## Work required
Please set down the data word for word; images do not go in the copy.

[Saved entries]
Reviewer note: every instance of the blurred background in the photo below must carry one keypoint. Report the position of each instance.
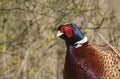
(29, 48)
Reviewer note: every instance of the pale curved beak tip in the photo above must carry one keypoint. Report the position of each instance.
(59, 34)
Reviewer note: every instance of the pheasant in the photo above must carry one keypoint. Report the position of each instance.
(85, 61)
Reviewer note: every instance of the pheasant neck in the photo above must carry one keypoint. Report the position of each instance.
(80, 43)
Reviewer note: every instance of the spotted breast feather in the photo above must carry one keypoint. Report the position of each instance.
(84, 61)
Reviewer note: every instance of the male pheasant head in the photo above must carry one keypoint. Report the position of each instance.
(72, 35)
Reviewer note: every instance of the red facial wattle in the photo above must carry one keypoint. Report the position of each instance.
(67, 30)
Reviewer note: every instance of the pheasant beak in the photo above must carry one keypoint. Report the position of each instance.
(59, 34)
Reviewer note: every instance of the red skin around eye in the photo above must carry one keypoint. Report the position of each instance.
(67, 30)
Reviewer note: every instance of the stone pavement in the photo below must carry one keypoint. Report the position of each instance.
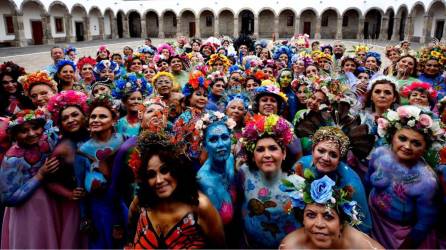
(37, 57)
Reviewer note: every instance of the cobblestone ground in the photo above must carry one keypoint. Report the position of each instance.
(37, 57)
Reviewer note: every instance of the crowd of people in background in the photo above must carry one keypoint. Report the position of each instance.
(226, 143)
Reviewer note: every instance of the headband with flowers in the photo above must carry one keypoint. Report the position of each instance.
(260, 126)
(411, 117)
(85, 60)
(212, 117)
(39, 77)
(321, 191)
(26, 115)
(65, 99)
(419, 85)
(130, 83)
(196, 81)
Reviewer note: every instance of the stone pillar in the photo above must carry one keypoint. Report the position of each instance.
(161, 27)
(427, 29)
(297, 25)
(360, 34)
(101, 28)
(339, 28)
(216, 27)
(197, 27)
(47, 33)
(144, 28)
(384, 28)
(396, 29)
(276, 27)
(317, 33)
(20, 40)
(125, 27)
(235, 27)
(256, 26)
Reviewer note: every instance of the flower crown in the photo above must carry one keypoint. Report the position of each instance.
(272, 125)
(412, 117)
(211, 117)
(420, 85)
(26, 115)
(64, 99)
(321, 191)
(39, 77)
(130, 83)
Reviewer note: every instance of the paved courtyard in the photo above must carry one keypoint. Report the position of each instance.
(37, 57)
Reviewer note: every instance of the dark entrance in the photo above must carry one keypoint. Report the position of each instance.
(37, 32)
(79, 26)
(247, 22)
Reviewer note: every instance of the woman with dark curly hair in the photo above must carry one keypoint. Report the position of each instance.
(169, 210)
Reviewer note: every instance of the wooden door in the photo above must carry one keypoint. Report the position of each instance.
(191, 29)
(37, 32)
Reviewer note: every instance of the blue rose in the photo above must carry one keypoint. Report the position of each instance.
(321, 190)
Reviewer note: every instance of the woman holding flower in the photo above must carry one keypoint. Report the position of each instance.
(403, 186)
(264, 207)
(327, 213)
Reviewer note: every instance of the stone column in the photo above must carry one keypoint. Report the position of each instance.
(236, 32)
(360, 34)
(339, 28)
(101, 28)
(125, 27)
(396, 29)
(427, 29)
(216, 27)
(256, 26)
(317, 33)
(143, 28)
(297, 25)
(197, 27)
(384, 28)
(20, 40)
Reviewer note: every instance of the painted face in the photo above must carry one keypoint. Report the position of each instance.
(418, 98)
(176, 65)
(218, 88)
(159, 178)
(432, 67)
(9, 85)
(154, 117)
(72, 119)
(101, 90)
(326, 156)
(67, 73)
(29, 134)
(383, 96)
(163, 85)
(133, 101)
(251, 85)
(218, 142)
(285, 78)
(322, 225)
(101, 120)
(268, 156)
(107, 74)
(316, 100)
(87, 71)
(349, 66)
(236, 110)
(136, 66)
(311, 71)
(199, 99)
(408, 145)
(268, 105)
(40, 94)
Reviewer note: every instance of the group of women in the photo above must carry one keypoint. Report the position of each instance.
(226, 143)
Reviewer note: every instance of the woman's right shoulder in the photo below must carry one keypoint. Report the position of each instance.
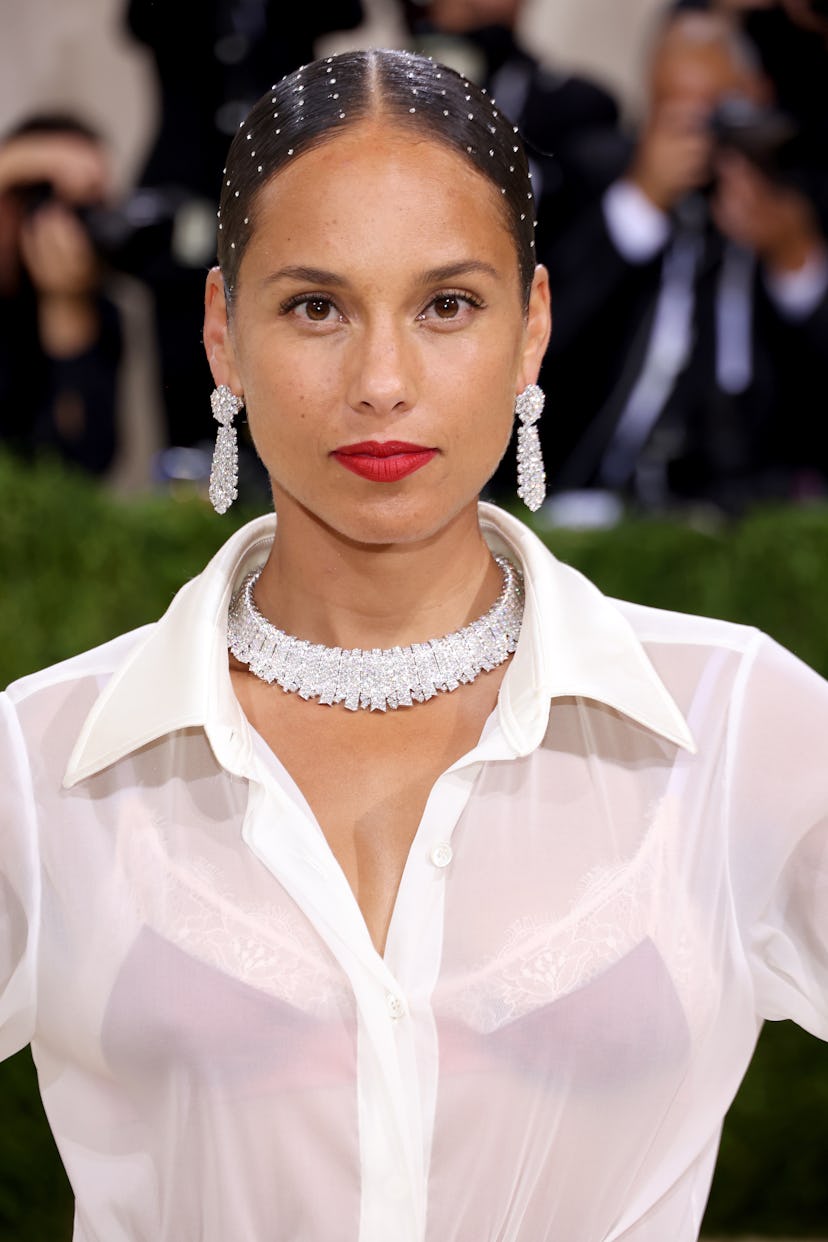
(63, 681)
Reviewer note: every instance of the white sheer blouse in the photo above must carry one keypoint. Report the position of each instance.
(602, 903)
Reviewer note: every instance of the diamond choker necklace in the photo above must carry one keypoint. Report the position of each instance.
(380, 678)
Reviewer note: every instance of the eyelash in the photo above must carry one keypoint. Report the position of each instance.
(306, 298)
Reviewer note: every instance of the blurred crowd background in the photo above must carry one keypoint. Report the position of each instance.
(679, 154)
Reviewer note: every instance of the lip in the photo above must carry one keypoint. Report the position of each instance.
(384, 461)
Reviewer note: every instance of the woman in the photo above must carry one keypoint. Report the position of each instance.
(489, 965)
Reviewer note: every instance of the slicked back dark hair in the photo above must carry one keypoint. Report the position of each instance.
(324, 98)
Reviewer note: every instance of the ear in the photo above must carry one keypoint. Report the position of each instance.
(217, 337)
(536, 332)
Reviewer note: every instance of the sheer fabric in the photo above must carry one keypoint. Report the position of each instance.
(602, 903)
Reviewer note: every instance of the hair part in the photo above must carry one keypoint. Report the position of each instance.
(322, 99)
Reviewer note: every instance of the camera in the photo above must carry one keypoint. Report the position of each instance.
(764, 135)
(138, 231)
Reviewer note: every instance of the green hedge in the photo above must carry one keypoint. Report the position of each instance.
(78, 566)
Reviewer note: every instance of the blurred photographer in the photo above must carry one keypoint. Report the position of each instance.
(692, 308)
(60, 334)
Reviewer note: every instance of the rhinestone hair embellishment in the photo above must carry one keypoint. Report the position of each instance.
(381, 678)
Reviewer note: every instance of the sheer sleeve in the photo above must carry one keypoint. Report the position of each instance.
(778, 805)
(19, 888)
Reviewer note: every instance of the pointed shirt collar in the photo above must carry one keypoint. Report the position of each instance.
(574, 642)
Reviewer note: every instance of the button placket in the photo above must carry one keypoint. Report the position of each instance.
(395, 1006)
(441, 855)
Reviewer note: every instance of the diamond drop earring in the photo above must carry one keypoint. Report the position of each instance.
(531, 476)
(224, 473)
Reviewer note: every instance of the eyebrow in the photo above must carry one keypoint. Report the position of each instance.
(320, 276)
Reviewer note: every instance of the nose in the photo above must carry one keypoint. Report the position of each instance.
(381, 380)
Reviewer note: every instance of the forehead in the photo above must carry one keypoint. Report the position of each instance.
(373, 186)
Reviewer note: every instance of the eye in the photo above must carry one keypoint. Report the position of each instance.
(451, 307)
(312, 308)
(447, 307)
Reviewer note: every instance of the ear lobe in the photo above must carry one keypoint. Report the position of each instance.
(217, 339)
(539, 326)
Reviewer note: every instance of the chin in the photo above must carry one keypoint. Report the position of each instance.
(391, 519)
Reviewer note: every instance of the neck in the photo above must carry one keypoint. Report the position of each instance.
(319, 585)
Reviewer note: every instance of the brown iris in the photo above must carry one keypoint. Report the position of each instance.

## Exercise answer
Reviewer note: every instance of the blurred background in the photo below must carry one keypoint. Report the position of each instance.
(29, 48)
Reviewer note: every instance of the pale curved beak tip in the photo above must carry one keypoint. Report the position of each instance.
(59, 34)
Reviewer note: every instance of the pheasant in the photo above must carry one keypoint. Report the position of each instance.
(85, 61)
Reviewer note: every instance of the pheasant neck in the photo above must carry one keypoint. Report the position of each instance.
(80, 43)
Reviewer note: every instance of the spotted breast feather in the photo above must carry one keypoint. Report the position of each instance.
(84, 61)
Reviewer note: every instance of the male pheasant head in the photo above must carry one keypoint. Report the position of each instance.
(72, 35)
Reviewer note: every instance of the red facial wattle in the photo above must carry one keypoint. Report the position of each instance.
(67, 30)
Reviewer note: every instance of the pheasant beak in the photo above must carry one keypoint. Report the position of each instance.
(59, 34)
Reviewer note: every instance of the red skin around eye in the photo above must carry one keypoint. Report the position of each instance.
(67, 30)
Reviewer note: every instance of the stone pavement in the photo below must carry one keypoint. Report the position of each instance.
(37, 57)
Reviewer note: every instance of the cobblestone ground in the photo above must carry one keypoint. Report the position of each instance.
(37, 57)
Reviewer note: every instance of the crowd of people in background in the photo above must carry one keypoint. Report the position of each instance.
(226, 143)
Reviewer note: every instance of the headband with flowers in the photo above must carry one keypoint. Report the position of each instance.
(260, 126)
(411, 117)
(85, 60)
(212, 117)
(39, 77)
(321, 191)
(26, 115)
(65, 99)
(419, 85)
(130, 83)
(196, 81)
Reviewer note: every instance of the stone pillar in the photo above must carry one keypoint. Report the position of each instance.
(161, 27)
(427, 29)
(297, 25)
(360, 34)
(101, 28)
(339, 28)
(216, 27)
(197, 27)
(47, 33)
(144, 28)
(384, 28)
(396, 29)
(276, 27)
(317, 33)
(20, 40)
(125, 27)
(235, 27)
(256, 26)
Reviewer note: every instance of the flower crown in the photo above must carry one keypoint. Report the position of each instance.
(272, 125)
(412, 117)
(211, 117)
(420, 85)
(26, 115)
(64, 99)
(321, 191)
(39, 77)
(130, 83)
Reviewer note: every instance of the paved courtyard in the photo above must carry one keypoint. Report the position of each instance.
(37, 57)
Reviewer note: every instance of the dark entrance in the photo above must carry one keypoint. Report the position of each instance.
(37, 32)
(79, 26)
(247, 22)
Reviewer note: every instance of the woman with dark curly hair in the photo above must carry one keypoint. Report the position of each instance.
(169, 210)
Reviewer note: every instance of the wooden door in the photo above must carry one keypoint. Report the position of each instance.
(191, 29)
(37, 32)
Reviewer note: every instance of the blue rose in the photo above must carry one keypoint. Report the position of each instance.
(321, 190)
Reviewer note: every instance of the woman holding flower in the photo above must carry one keypoint. Report the position of each instance.
(403, 186)
(264, 207)
(327, 213)
Reviewer note: every instance of the stone column in the photo above must carry one keypoint. Report the position of each instance.
(236, 32)
(360, 34)
(339, 28)
(101, 28)
(125, 27)
(396, 29)
(427, 29)
(216, 27)
(256, 26)
(317, 33)
(143, 28)
(297, 25)
(197, 27)
(384, 28)
(20, 40)
Reviewer note: every instance of the painted face in the photo above must carry one keypoint. Report the position of each instance.
(418, 98)
(176, 65)
(218, 88)
(159, 178)
(432, 67)
(9, 85)
(154, 117)
(72, 119)
(101, 90)
(326, 156)
(67, 73)
(29, 134)
(383, 96)
(163, 85)
(133, 101)
(251, 85)
(218, 142)
(285, 78)
(322, 225)
(101, 120)
(268, 156)
(107, 74)
(316, 100)
(87, 71)
(349, 66)
(236, 110)
(136, 66)
(311, 71)
(199, 99)
(408, 145)
(268, 105)
(40, 94)
Reviewer note: every instance of the group of women in the photo above must carry one keypoint. Report the position of each instance.
(226, 143)
Reviewer note: every instance of the woman's right shoulder in the photo below must carry one keypoint. Report the position of each instance.
(63, 681)
Reviewer note: every instance of the white sheer blouse in the photo above must carry one keypoint. Report the position of each instance.
(602, 903)
Reviewer note: every instance of the diamond choker necklace in the photo above must carry one keypoint. Report the position of each instance.
(380, 678)
Reviewer note: every instance of the eyelash in the photo above must carry one keypoint. Report the position of each instance.
(306, 298)
Reviewer note: every instance of the blurred crowd background in the photo above must carry one keypoint. Report the position of each instance.
(679, 154)
Reviewer note: every instance of the lip in the photo above must carry one keypoint. Report the position of each instance.
(384, 461)
Reviewer note: every instance of the woman in the photo above must carry one keypoint. Report the position of each instance.
(489, 965)
Reviewer note: every instance of the slicked back dark hair in the photo above must carry one keypoint. Report the position of each instance.
(324, 98)
Reviewer note: every instance of the ear in the photo above must carry one keypoint. Report the position of each instance.
(217, 337)
(536, 332)
Reviewer note: every instance of the sheer fabric in the photo above must carry one keypoint. Report the position of each instance.
(602, 903)
Reviewer note: every instance of the hair part in the photo above must carry one keypoint. Report the position of each instance.
(322, 99)
Reviewer note: every instance of the camera in the photo above must carry one keypoint. Report the position of each instance.
(764, 135)
(138, 231)
Reviewer note: every instance of the green hedge in the photo above must carry one keypoint. Report the position of each instance.
(78, 566)
Reviewer note: every instance of the blurred photographer in the photo above must carry one keypoint. Report the position of each instance.
(692, 308)
(60, 334)
Reviewer note: every instance of the rhinestone hair embellishment in the photo above must carry one keypoint. Report the position of each instance.
(381, 678)
Reviewer note: every instance of the sheer sleeve in the photo above must carry one keypoint. Report the position of each instance.
(778, 805)
(19, 888)
Reviewer note: every instance of the pointed shirt collar in the photo above must carry one keypoint. Report the position of each instance.
(574, 642)
Reviewer note: every instance of the button placket in the photo above must carry one keypoint. Report the position of each instance.
(395, 1006)
(441, 855)
Reviewer note: every instance of the diamond drop earring in the photo above must carry one keypoint. Report the position of each instance.
(531, 476)
(224, 473)
Reviewer note: every instance of the eyebrow in the photo above must carry one keypoint. Report the position of each instance.
(320, 276)
Reviewer note: every instance of the nose in the photo above must carry one keypoint. Report the position of each instance.
(381, 380)
Reviewer note: every instance of the forehead in the photo above must carry one keypoint. Report the position of each instance.
(373, 186)
Reviewer note: every instance of the eye in the photo above must carry one keypoint. Report the position of each instance.
(451, 307)
(312, 308)
(447, 307)
Reviewer note: every instance of the ear lobe in the photo above must carry one keypoint. Report the position of each instance.
(217, 339)
(539, 326)
Reviewer note: every instance of the chin in the photo above must carry one keypoint. Report the position of each instance.
(391, 519)
Reviewer note: every instance of the neck in the photo above must carry one keypoint. Report the position of each instance.
(319, 585)
Reviewer note: every instance of the brown iris in the photo above must carry one keypoint. Report the position of each instance.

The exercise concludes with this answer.